= Aim of the task =
Repeat exactly the lines from the line containing "yellow skirt, the" through the last line of the records below, inclusive, and nothing else.

= The records =

───

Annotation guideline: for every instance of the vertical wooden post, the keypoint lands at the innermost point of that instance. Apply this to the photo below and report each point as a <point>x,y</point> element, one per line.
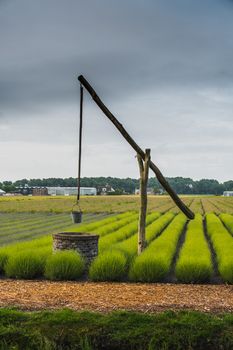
<point>144,171</point>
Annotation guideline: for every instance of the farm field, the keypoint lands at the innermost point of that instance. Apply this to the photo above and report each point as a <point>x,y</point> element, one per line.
<point>113,204</point>
<point>178,250</point>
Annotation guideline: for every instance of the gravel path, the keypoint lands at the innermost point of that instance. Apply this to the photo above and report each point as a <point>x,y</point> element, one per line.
<point>104,297</point>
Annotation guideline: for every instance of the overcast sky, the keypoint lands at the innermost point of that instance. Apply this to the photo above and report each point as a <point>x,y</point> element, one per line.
<point>163,67</point>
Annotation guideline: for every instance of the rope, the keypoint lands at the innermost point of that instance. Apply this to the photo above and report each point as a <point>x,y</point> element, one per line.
<point>80,142</point>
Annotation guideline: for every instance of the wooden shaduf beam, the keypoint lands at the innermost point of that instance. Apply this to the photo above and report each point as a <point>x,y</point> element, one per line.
<point>135,146</point>
<point>144,171</point>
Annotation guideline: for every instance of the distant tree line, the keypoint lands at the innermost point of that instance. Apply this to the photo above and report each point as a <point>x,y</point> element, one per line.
<point>180,184</point>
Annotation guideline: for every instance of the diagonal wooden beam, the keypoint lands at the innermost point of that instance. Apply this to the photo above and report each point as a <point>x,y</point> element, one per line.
<point>137,149</point>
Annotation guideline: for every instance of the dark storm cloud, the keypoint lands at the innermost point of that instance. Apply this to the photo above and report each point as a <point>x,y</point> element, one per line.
<point>164,67</point>
<point>122,47</point>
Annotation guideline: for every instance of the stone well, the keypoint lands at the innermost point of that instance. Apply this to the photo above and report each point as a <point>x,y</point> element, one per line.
<point>85,243</point>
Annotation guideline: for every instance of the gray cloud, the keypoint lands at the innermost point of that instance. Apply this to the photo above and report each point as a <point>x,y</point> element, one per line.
<point>165,68</point>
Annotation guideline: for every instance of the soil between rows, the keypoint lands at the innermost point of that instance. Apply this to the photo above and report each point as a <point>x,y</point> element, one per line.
<point>106,297</point>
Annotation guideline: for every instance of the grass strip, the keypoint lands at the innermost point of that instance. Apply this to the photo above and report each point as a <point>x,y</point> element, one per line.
<point>223,245</point>
<point>154,263</point>
<point>227,219</point>
<point>67,329</point>
<point>129,246</point>
<point>194,263</point>
<point>123,233</point>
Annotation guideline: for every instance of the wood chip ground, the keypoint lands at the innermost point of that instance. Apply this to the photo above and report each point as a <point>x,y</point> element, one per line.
<point>105,297</point>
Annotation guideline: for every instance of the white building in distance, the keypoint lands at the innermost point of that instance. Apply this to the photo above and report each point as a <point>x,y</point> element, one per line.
<point>228,193</point>
<point>71,191</point>
<point>2,192</point>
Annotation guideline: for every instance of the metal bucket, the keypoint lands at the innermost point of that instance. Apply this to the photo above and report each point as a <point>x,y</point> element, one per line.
<point>76,217</point>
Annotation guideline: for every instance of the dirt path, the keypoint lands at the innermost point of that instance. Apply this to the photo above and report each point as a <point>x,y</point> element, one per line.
<point>36,295</point>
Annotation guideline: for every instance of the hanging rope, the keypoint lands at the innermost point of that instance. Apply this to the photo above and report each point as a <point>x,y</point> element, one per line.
<point>80,142</point>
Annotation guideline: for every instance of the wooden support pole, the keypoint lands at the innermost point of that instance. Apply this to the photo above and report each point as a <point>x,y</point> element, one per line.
<point>144,171</point>
<point>135,146</point>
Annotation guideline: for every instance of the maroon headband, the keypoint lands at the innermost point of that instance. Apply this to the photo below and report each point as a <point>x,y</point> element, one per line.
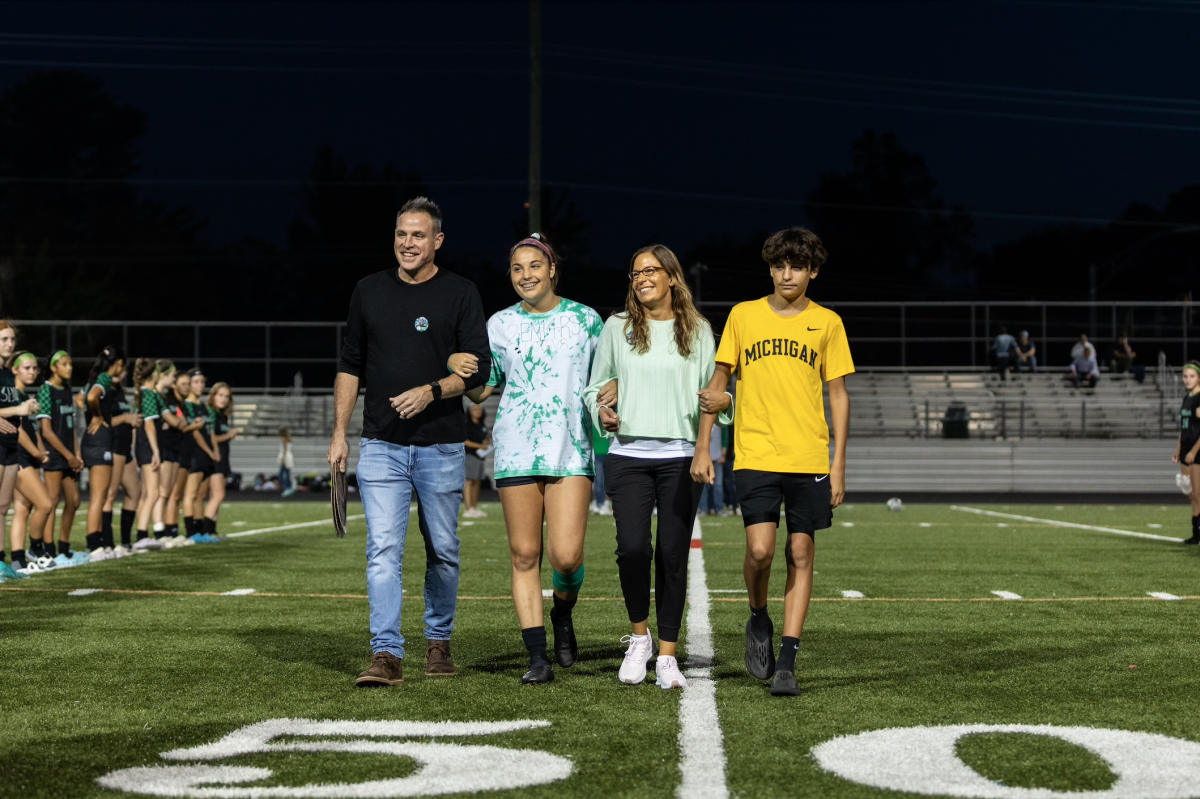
<point>532,242</point>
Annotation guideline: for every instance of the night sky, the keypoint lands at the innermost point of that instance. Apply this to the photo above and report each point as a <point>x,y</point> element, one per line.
<point>670,121</point>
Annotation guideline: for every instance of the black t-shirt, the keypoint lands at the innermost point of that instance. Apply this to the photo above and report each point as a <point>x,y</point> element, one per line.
<point>1189,424</point>
<point>10,396</point>
<point>400,336</point>
<point>475,432</point>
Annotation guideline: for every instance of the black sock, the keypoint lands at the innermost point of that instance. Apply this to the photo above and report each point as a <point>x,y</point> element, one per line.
<point>563,607</point>
<point>127,518</point>
<point>787,649</point>
<point>759,619</point>
<point>535,642</point>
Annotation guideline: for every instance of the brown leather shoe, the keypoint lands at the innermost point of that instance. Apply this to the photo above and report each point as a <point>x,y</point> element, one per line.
<point>385,670</point>
<point>438,661</point>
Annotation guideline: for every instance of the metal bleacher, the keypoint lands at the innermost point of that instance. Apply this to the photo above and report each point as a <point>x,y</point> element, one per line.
<point>1045,406</point>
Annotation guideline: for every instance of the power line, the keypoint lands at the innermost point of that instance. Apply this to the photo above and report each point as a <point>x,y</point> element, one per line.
<point>865,103</point>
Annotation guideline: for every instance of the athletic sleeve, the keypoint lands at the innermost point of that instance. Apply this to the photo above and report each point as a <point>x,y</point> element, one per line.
<point>838,361</point>
<point>731,341</point>
<point>150,408</point>
<point>45,402</point>
<point>708,365</point>
<point>497,344</point>
<point>604,368</point>
<point>354,342</point>
<point>472,337</point>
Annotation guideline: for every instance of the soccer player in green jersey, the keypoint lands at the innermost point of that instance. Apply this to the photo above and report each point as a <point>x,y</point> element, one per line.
<point>543,349</point>
<point>61,469</point>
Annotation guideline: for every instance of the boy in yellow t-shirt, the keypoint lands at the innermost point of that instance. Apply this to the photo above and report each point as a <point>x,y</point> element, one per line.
<point>783,347</point>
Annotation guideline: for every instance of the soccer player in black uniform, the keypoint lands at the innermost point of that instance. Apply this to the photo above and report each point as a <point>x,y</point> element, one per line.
<point>34,503</point>
<point>97,446</point>
<point>125,470</point>
<point>220,408</point>
<point>1187,451</point>
<point>149,402</point>
<point>55,412</point>
<point>12,403</point>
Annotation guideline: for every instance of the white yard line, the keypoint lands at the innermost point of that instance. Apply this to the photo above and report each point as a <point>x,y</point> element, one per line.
<point>1057,523</point>
<point>701,744</point>
<point>289,527</point>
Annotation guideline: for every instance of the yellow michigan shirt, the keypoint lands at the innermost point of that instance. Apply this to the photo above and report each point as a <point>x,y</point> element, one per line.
<point>779,421</point>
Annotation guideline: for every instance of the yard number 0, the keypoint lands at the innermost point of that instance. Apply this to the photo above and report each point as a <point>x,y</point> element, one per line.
<point>443,768</point>
<point>923,760</point>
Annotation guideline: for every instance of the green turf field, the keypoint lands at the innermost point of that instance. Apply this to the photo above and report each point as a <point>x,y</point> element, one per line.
<point>161,660</point>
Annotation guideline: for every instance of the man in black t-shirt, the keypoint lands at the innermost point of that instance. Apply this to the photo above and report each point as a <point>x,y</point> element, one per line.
<point>402,328</point>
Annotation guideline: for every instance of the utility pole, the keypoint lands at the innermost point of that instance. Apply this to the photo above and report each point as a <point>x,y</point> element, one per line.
<point>534,203</point>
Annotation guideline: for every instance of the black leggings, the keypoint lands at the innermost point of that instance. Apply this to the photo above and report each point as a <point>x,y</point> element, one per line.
<point>636,486</point>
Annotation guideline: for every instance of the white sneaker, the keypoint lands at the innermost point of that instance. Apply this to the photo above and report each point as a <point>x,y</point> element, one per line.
<point>670,676</point>
<point>633,668</point>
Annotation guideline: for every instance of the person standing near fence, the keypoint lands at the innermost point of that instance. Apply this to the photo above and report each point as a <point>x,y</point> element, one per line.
<point>1187,450</point>
<point>402,328</point>
<point>286,462</point>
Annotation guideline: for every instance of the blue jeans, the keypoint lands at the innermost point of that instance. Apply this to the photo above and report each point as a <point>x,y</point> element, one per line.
<point>598,492</point>
<point>714,494</point>
<point>389,475</point>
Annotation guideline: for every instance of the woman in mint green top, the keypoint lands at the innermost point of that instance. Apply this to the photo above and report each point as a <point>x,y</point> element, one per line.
<point>661,352</point>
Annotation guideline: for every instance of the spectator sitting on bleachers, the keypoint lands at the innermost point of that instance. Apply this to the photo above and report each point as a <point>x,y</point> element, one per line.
<point>1026,354</point>
<point>1080,346</point>
<point>1123,358</point>
<point>1085,368</point>
<point>1003,346</point>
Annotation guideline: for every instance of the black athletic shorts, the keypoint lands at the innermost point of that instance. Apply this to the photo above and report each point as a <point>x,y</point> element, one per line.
<point>202,463</point>
<point>9,451</point>
<point>525,480</point>
<point>805,498</point>
<point>123,440</point>
<point>143,452</point>
<point>97,448</point>
<point>57,463</point>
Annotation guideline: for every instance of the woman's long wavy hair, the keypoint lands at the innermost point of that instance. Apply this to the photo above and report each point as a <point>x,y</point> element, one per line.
<point>689,320</point>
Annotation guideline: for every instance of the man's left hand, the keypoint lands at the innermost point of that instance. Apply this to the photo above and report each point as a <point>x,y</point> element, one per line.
<point>413,401</point>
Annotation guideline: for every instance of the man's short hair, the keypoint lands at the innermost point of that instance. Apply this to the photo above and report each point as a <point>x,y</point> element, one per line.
<point>423,205</point>
<point>796,246</point>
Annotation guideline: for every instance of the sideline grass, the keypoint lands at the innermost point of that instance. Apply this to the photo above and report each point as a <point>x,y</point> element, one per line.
<point>108,680</point>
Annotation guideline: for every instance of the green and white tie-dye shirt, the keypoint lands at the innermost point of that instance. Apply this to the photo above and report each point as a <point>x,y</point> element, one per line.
<point>545,360</point>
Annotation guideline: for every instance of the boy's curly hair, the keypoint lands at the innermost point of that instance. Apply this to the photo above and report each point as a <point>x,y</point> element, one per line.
<point>796,246</point>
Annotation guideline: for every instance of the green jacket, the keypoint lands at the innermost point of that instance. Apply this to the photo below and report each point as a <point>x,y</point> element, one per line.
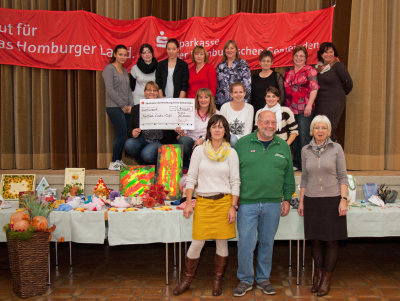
<point>266,174</point>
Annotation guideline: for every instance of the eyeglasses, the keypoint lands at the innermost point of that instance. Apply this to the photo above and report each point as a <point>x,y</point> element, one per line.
<point>267,122</point>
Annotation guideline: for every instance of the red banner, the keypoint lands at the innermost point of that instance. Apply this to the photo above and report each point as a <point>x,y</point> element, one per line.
<point>83,40</point>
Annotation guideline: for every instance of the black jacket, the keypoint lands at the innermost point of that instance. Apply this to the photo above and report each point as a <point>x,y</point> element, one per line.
<point>180,76</point>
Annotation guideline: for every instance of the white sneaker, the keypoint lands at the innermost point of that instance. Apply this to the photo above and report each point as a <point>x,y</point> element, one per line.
<point>120,162</point>
<point>114,166</point>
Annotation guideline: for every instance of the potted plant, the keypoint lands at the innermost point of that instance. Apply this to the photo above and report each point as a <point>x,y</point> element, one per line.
<point>28,237</point>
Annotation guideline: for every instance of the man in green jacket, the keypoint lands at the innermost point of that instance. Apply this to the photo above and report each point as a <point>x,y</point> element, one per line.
<point>266,174</point>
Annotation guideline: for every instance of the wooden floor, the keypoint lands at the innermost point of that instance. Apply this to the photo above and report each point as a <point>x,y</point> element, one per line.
<point>366,270</point>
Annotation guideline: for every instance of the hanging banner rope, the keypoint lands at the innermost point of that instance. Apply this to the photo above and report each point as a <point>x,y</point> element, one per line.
<point>83,40</point>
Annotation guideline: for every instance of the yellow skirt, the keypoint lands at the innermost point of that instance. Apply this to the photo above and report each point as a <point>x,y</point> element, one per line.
<point>210,219</point>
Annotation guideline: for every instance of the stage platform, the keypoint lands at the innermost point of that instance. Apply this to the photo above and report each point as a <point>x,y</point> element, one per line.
<point>111,178</point>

───

= Answer to the problem =
Annotation guideline: for every instance of the yellow skirt, the keypoint lands at the innermost point of that instance. Apply this to the photo above and report each point as a <point>x,y</point> element, one per line.
<point>210,219</point>
Annotation guideline: for every instance of the stage platform, the keypoint lands at the innermost point of that instance. Apply this to the photo above and report each point as a <point>x,y</point> element, one per line.
<point>111,178</point>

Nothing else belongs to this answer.